_Passage provided_.
* * * * *
I am using std::map to implement my local hash table, which will be accessed by multiple threads at the same time.
I did some research and found that std::map is not thread safe.
So I will use a mutex for insert and delete operations on the map.
I plan to have separate mutex(es), one for each map entry so that they can be modified independently.
Do I need to put find operation also under critical section?
Will find operation be affected by insert/delete operations?
Is there any better implementation than using std::map that can take care of everything?
Binary trees are not particularly suited to Multi-Threading because the rebalancing can degenerate in a tree-wide modification. Furthermore, a global mutex will very negatively access the performance.
I would strongly suggest using an already written thread-safe containers. For example, Intel TBB contains a concurrent_hash_map.
If you wish to learn however, here are some hints on building a concurrent sorted associative container (I believe a full introduction to be not only out of my reach but also out of place, here).
Reader/Writer
Rather than a regular Mutex, you may want to use a Reader/Writer Mutex. This means parallelizing Reads, while Writes remain strictly sequential.
Own Tree
You can also build your own red-black or AVL tree. By augmenting the tree structure with a Reader/Writer Mutex per node. This allows you to only block part of the tree, rather than the whole structure, even when rebalancing. eg inserts with keys far enough apart can be parallel.
* * * * *
_Entries shown_.
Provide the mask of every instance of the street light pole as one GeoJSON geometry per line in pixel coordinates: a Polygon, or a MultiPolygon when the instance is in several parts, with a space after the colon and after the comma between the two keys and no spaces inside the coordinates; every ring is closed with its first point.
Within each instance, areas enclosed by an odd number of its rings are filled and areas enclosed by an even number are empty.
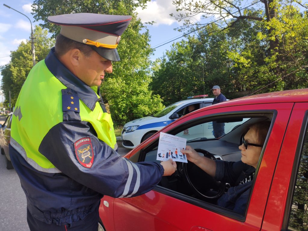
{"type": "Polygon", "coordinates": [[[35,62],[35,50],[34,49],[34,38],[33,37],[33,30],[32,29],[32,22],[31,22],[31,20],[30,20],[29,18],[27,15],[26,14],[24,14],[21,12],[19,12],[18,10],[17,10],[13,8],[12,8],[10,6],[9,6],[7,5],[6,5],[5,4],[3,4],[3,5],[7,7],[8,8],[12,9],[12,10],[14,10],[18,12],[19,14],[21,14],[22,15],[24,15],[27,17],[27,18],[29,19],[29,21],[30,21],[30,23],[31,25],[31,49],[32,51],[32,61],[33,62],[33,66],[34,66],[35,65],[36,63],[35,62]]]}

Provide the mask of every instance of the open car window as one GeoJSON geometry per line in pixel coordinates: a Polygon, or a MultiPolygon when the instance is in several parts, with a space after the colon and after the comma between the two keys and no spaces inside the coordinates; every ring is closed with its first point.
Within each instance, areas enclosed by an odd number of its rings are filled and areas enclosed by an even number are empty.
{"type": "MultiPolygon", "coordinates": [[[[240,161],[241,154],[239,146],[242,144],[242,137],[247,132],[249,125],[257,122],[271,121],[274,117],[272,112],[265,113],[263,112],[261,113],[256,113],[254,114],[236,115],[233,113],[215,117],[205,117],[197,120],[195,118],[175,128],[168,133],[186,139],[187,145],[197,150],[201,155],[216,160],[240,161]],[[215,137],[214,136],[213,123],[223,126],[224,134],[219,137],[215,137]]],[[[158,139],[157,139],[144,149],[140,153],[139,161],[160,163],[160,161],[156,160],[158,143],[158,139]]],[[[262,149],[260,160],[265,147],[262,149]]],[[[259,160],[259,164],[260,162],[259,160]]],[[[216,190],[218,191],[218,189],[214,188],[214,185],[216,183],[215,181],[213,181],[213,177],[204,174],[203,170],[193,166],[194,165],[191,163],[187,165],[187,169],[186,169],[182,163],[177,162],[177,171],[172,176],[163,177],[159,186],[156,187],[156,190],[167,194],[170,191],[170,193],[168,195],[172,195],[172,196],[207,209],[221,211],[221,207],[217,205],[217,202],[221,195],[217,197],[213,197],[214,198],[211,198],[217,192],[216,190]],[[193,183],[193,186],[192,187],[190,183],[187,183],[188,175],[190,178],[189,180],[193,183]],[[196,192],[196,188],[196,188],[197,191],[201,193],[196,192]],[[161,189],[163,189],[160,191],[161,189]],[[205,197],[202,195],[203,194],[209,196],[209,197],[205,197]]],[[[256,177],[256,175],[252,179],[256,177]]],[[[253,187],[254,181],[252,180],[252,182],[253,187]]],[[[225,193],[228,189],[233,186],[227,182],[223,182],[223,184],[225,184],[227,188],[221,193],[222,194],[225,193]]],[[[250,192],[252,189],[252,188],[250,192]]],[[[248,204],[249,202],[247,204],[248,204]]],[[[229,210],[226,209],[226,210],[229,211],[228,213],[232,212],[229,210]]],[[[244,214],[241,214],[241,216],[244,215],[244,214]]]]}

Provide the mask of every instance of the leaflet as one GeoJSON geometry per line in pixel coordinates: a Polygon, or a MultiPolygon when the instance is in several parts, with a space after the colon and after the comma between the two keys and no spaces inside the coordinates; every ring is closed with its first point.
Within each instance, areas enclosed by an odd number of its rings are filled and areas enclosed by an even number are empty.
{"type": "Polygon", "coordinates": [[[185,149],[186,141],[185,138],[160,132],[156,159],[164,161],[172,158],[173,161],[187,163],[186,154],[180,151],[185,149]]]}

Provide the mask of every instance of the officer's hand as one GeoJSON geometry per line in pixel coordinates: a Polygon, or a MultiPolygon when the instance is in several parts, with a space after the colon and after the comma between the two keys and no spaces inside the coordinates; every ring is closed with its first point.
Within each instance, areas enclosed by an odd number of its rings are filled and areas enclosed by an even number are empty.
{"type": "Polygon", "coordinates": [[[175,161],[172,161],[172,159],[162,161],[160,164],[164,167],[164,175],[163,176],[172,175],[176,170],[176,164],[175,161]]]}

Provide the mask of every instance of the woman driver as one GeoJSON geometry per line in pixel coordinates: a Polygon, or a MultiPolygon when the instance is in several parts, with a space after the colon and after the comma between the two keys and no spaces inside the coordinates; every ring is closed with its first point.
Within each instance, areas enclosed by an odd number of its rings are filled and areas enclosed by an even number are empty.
* * * * *
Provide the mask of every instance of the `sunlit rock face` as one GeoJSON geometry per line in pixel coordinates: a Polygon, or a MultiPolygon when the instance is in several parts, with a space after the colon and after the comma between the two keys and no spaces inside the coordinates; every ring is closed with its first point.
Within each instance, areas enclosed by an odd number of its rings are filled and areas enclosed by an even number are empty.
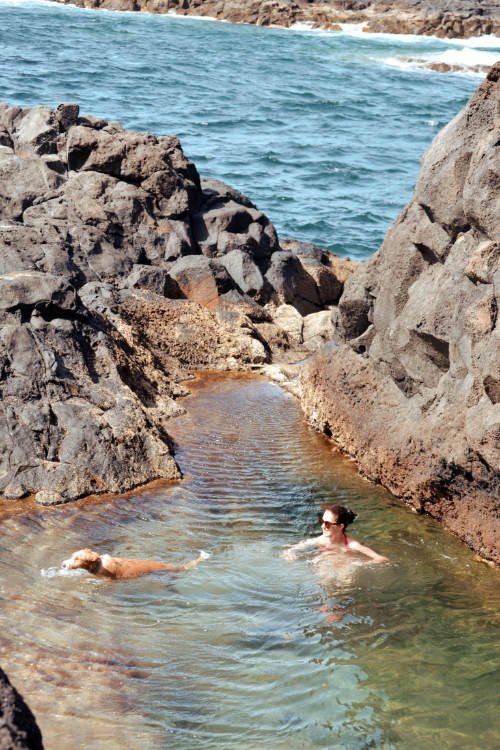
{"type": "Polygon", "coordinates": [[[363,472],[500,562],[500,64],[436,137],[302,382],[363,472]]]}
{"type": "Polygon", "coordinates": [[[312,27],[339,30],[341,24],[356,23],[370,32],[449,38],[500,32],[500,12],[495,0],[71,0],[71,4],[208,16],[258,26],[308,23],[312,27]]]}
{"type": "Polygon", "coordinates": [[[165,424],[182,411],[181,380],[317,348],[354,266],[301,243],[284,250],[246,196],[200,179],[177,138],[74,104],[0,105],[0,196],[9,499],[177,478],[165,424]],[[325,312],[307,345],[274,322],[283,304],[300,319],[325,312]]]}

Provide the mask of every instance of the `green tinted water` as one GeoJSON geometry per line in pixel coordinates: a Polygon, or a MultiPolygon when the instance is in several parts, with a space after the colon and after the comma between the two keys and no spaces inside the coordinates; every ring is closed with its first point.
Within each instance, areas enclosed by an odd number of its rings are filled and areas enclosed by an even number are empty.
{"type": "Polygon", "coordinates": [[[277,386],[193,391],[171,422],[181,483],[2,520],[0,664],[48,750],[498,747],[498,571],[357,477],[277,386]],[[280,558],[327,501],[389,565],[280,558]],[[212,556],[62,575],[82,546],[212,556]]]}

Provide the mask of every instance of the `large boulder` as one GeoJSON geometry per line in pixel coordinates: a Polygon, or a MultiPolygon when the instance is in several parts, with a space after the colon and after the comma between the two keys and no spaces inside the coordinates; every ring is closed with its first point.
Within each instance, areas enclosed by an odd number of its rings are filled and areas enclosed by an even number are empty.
* * * * *
_Tasks to complete_.
1 > In the thread about std::map thread safety, substitute "lookup operation" for "find operation" and write out everything from "I plan to have" down to "contains a concurrent_hash_map.".
2 > In the thread about std::map thread safety, which library is named as containing a concurrent_hash_map?
3 > Finish out the next part of the thread about std::map thread safety, picking up after its last sentence.

_Answers given_.
1 >
I plan to have separate mutex(es), one for each map entry so that they can be modified independently.
Do I need to put lookup operation also under critical section?
Will lookup operation be affected by insert/delete operations?
Is there any better implementation than using std::map that can take care of everything?
Binary trees are not particularly suited to Multi-Threading because the rebalancing can degenerate in a tree-wide modification. Furthermore, a global mutex will very negatively access the performance.
I would strongly suggest using an already written thread-safe containers. For example, Intel TBB contains a concurrent_hash_map.

2 > Intel TBB

3 >
Skip Lists
Linked lists are much more amenable to concurrent manipulations, because you can easily isolate the modified zone.
A Skip List builds on this strength, but augments the structure to provide O(log N) access by key.
The typical way to walk a list is using the hand over hand idiom, that is, you grab the mutex of the next node before releasing the one of the current node. Skip Lists add a 2nd dimension as you can dive between two nodes, thus releasing both of them (and letting other walkers go ahead of you).
Implementations are much simpler than for binary search trees.
Persistent
Another interesting piece is the idea of persistent (or semi-persistent) data-structures, often found in functional programming. Binary Search Tree are particularly amenable for it.
The basic idea is to never change a node (or its content) once it exists. You do so by sharing a mutable head, that will point to the later version.
To Read: you copy the current head, then use it without worry (the information is immutable)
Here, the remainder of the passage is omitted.